> [Short exercise] Every line from the line containing "compact shape [263,193]." through the final line of the data is to be printed exactly; no other line is to appear.
|---|
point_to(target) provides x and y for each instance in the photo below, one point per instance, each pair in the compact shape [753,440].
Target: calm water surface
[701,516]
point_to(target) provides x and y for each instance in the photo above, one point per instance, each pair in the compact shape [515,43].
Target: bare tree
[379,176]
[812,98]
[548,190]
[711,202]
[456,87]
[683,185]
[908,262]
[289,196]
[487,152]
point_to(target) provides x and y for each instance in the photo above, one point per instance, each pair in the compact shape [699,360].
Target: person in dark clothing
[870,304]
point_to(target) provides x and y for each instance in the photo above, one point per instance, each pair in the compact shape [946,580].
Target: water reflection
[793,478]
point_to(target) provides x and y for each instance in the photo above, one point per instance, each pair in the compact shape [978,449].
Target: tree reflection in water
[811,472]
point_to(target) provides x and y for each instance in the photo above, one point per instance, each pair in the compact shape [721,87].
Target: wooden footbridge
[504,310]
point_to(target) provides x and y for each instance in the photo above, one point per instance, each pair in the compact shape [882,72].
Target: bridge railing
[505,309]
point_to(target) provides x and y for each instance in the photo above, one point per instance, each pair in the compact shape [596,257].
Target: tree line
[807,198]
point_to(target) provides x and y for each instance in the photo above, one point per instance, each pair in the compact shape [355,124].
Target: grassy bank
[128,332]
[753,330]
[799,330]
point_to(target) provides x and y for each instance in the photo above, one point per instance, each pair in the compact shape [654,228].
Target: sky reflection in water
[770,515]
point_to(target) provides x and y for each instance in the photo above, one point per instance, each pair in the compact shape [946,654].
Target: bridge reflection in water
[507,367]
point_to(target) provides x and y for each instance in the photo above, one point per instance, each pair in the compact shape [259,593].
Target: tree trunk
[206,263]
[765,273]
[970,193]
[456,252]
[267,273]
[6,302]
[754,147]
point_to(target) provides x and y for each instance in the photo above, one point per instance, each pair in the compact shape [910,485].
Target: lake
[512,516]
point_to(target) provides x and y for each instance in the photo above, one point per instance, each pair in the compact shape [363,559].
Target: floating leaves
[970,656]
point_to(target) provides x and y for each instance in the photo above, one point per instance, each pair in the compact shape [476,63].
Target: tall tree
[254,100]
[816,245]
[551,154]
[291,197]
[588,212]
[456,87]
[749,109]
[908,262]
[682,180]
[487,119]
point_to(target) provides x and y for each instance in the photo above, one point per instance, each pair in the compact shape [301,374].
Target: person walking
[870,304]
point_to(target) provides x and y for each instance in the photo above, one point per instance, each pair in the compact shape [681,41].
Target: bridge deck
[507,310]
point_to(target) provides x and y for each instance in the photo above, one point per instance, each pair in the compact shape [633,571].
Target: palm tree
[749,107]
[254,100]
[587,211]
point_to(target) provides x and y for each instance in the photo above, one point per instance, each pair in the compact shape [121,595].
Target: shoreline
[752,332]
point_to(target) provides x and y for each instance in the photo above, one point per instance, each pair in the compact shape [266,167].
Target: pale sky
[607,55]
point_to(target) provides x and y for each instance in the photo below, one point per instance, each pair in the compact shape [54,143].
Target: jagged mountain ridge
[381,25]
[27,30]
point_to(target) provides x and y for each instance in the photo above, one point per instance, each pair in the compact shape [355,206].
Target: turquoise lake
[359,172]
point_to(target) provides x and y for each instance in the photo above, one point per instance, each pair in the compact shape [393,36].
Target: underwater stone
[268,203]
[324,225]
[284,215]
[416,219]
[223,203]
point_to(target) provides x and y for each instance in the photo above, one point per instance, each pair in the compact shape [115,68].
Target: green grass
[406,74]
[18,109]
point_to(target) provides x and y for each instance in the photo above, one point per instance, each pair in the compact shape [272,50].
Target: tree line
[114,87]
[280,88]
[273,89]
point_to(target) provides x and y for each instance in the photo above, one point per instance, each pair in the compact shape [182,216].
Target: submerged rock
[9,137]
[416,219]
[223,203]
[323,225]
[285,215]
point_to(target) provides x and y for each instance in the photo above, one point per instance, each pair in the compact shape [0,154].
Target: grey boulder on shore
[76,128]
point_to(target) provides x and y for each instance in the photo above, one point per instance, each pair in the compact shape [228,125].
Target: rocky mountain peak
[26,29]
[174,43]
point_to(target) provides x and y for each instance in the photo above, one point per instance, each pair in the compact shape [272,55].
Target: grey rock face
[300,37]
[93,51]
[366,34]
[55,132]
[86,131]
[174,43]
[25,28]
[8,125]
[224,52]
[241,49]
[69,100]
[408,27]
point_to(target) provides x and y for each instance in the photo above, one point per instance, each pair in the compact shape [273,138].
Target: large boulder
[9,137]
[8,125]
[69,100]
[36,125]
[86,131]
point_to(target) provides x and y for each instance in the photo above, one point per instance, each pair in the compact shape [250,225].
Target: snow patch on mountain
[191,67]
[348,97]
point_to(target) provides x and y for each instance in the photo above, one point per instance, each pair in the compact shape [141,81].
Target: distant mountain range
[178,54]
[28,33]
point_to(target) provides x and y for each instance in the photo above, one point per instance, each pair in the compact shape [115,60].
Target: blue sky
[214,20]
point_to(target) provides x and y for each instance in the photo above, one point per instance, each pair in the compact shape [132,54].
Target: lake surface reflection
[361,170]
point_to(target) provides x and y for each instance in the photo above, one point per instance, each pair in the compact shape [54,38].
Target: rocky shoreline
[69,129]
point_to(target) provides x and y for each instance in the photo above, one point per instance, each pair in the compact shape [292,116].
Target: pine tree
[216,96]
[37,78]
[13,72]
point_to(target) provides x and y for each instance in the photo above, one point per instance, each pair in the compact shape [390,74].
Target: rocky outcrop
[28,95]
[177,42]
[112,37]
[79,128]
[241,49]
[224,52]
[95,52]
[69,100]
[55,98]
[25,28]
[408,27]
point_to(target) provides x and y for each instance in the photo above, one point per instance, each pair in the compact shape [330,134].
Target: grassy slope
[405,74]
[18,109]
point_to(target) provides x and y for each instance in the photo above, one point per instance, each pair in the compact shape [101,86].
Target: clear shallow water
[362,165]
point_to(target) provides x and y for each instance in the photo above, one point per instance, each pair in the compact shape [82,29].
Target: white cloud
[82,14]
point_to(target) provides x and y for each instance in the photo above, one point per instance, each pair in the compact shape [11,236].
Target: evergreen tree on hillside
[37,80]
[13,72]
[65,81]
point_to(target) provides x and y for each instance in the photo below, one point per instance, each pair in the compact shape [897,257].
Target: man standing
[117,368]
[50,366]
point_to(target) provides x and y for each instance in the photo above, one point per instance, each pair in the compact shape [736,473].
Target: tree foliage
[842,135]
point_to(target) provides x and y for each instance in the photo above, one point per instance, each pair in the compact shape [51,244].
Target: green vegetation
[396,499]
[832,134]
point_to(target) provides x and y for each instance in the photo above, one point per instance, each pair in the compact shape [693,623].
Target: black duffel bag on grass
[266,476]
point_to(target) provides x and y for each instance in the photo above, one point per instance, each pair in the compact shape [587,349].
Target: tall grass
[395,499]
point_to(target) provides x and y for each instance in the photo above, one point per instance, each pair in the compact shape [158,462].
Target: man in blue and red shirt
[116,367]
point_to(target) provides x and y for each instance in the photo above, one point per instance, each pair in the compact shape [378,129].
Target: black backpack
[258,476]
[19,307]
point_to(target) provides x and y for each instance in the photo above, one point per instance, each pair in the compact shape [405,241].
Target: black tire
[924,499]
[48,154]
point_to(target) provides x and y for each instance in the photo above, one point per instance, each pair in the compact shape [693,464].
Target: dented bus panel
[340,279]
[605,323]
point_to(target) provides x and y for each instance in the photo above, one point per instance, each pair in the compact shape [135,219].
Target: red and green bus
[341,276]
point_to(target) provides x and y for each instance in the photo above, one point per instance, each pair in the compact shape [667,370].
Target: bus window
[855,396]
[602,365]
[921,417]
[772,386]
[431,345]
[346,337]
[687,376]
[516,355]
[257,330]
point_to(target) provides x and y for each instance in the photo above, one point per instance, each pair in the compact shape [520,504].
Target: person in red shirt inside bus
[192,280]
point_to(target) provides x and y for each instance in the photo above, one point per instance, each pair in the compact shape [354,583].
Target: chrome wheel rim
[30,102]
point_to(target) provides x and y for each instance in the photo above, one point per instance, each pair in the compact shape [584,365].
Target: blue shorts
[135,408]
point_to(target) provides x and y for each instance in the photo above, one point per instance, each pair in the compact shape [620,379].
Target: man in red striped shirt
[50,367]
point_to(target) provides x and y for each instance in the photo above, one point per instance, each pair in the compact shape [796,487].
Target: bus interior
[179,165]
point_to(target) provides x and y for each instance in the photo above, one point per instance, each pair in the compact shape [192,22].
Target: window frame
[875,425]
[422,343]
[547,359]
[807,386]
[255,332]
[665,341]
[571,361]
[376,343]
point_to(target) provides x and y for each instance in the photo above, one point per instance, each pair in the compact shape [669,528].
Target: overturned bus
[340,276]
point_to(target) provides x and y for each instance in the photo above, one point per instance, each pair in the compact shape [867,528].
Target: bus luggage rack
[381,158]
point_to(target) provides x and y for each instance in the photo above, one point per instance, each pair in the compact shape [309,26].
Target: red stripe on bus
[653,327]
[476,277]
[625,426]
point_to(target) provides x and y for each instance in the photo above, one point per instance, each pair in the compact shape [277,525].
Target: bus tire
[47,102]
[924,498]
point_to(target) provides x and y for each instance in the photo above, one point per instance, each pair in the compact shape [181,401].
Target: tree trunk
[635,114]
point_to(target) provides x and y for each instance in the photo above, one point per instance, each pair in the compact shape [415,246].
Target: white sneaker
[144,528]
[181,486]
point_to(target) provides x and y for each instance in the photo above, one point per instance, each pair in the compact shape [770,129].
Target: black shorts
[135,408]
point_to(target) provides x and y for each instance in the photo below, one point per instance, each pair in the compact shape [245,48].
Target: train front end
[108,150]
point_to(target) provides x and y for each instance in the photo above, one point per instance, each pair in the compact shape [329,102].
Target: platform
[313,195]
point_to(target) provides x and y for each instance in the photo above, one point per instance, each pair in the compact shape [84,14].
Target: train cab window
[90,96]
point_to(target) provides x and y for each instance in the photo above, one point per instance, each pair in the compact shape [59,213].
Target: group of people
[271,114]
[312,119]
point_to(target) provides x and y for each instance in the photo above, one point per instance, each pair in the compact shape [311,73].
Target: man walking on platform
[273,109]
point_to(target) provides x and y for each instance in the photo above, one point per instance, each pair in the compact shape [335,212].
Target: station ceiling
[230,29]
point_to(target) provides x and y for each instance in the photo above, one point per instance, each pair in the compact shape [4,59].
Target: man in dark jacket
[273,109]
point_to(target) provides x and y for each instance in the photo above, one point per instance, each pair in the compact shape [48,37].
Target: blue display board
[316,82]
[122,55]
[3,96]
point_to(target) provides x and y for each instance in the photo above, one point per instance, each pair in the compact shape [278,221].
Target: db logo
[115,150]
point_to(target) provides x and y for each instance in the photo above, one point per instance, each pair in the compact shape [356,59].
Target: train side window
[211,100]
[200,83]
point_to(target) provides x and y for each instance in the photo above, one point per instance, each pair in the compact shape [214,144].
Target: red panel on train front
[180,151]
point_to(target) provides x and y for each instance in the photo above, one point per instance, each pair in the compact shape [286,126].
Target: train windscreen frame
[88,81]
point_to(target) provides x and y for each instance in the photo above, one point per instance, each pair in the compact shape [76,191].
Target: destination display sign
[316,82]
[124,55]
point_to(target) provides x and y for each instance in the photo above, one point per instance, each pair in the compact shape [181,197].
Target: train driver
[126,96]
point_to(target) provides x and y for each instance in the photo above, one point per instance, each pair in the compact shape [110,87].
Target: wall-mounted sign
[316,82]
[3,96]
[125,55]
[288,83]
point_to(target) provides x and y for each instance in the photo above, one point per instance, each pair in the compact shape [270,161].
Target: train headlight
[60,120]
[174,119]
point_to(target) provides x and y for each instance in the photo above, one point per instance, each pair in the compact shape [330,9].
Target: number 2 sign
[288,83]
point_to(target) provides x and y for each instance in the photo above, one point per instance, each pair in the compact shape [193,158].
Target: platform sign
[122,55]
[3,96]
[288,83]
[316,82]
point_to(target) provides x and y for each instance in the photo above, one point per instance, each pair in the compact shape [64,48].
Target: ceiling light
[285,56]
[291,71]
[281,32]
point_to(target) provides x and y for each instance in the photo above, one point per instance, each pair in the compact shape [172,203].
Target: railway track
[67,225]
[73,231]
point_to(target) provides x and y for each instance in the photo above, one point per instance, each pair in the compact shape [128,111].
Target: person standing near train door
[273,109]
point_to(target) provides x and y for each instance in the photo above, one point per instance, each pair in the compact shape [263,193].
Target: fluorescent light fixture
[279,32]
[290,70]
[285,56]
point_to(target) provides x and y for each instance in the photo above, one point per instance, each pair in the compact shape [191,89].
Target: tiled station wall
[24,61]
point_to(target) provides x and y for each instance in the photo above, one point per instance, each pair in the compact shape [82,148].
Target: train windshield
|---|
> [Task result]
point_to(target) provides x and y for each instance in the photo above, one point per instance, each pair in the compact shape [263,193].
Target: fluorescent light fixture
[279,32]
[290,70]
[285,56]
point_to(target) provides x and y for each instance in the photo above, one point per instance, each pair in the compact shape [191,89].
Target: tiled station wall
[24,61]
point_to(target) provides x and y for each instance in the photo above, one point per instance, each pair in the compact shape [82,148].
Target: train windshield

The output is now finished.